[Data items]
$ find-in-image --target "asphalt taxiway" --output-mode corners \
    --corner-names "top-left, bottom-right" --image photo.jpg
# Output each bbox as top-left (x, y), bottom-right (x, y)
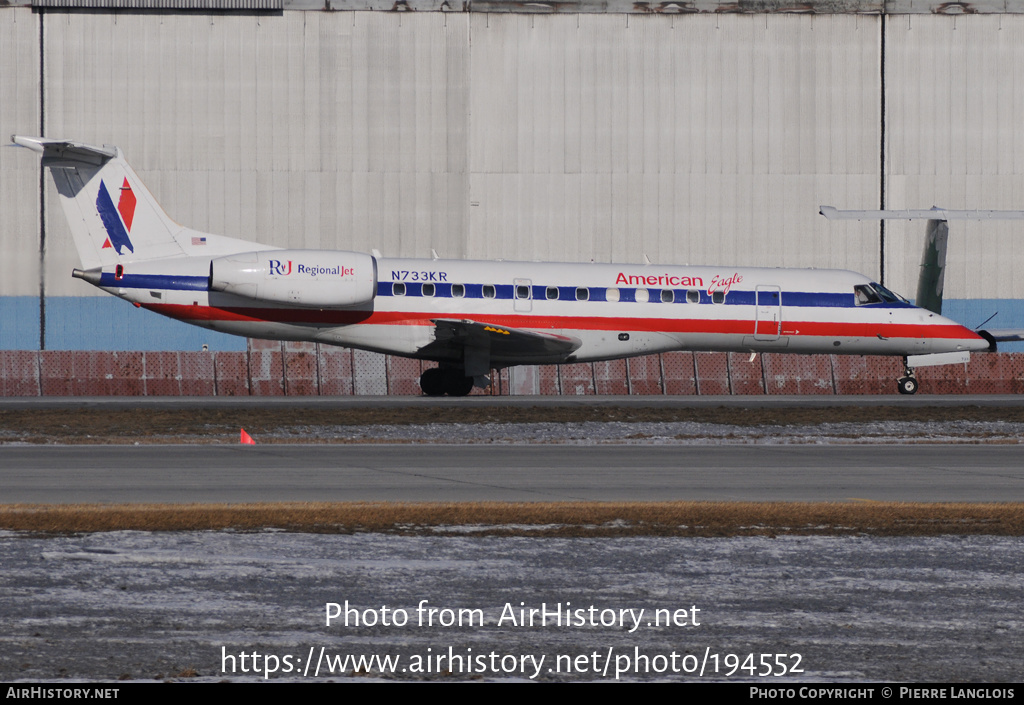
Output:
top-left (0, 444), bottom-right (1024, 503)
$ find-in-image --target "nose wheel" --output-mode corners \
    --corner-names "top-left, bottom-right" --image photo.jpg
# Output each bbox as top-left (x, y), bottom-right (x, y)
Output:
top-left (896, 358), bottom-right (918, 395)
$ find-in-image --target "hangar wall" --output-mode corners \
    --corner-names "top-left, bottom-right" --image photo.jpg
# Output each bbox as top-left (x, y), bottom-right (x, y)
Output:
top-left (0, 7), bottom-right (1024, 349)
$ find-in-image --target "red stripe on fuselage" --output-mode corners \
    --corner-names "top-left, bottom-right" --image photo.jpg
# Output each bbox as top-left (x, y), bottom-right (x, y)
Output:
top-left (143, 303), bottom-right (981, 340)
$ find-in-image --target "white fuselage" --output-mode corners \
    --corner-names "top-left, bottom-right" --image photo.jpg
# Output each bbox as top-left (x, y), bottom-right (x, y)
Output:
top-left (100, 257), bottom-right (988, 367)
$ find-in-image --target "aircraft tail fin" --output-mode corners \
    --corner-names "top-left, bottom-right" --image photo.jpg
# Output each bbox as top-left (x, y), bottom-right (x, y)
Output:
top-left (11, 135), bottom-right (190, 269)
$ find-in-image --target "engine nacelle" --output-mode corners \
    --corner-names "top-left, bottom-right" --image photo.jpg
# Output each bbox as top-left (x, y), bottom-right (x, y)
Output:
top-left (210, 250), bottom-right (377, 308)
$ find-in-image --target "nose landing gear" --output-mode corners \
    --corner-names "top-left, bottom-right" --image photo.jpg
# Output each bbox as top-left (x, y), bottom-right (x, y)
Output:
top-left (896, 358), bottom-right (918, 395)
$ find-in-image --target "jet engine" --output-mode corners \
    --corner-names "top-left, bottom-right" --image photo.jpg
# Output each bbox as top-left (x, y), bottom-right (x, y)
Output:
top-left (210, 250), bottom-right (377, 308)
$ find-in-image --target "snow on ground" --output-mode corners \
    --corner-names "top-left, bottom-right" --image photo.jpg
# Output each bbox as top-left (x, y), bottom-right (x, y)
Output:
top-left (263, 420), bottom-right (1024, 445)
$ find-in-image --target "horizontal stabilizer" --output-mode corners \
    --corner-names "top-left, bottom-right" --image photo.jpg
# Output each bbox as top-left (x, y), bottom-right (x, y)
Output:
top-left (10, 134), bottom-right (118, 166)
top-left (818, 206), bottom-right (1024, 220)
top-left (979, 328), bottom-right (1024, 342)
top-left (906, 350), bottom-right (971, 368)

● INSTRUCTION
Rescale the stretch from the start of the records through the line containing "top-left (11, 135), bottom-right (190, 269)", both ends included, and write it out again with the requests unchanged but every coordinate in the answers multiplied by 2.3 and rounded to a whole number, halves rounding up. Give only that stretch and leave the pictures out.

● EXERCISE RESPONSE
$ find-in-image --target "asphalt taxiway" --output-mode corners \
    --corner-names "top-left, bottom-right" --image photo.jpg
# Output each bbox as top-left (x, y), bottom-right (x, y)
Output:
top-left (0, 1021), bottom-right (2355, 1157)
$ find-in-image --target "nose wheel" --output-mode corners \
    --corner-names "top-left, bottom-right" --image photo.jpg
# Output each bbox as top-left (x, y), bottom-right (x, y)
Output:
top-left (2061, 823), bottom-right (2111, 909)
$ find-in-image --target "hangar wall" --output-mode corners \
    --corner-names "top-left, bottom-right" --image photo.jpg
# Output each bbox as top-left (x, y), bottom-right (x, y)
Output:
top-left (0, 16), bottom-right (2355, 803)
$ find-in-image --target "red stripe on fuselage" --output-mode corners \
    --corner-names "top-left, bottom-right" --image photo.jpg
# Output each bbox as top-left (x, y), bottom-right (x, y)
Output:
top-left (329, 697), bottom-right (2256, 782)
$ find-in-image --target "white fuselage" --output-mode corners \
    --corner-names "top-left, bottom-right" --image photo.jpg
# Output each bbox as top-left (x, y), bottom-right (x, y)
Output:
top-left (230, 591), bottom-right (2272, 844)
$ find-in-image --target "aircraft tail fin" --output-mode corners \
    --corner-names "top-left, bottom-right" --image photo.jpg
# Output each bbox as top-left (x, y), bottom-right (x, y)
Output:
top-left (25, 311), bottom-right (437, 619)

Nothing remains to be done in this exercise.